REQUIREMENTS -> Revise the data below by replacing "grass patch" with "patch of lawn" and keeping everything else unchanged. Omit the pictures from your version.
--- Begin PROVIDED DATA ---
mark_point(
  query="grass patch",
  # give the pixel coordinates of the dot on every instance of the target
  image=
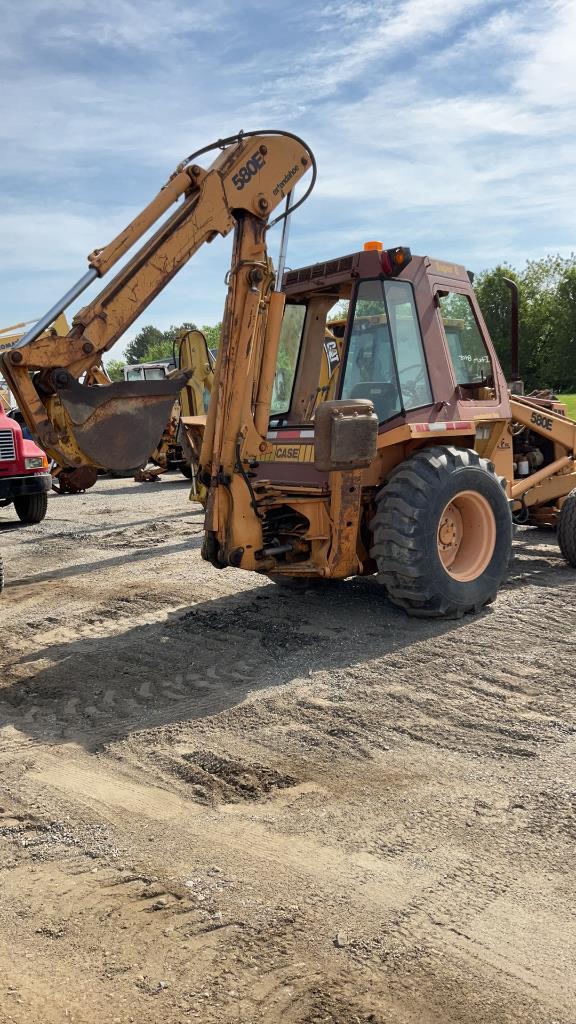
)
(570, 400)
--- End PROVIDED DATA ---
WRITTEN REPLY ->
mark_point(
  query="patch of lawn",
  # give the pixel coordinates of the dot on every instance of the target
  image=
)
(570, 400)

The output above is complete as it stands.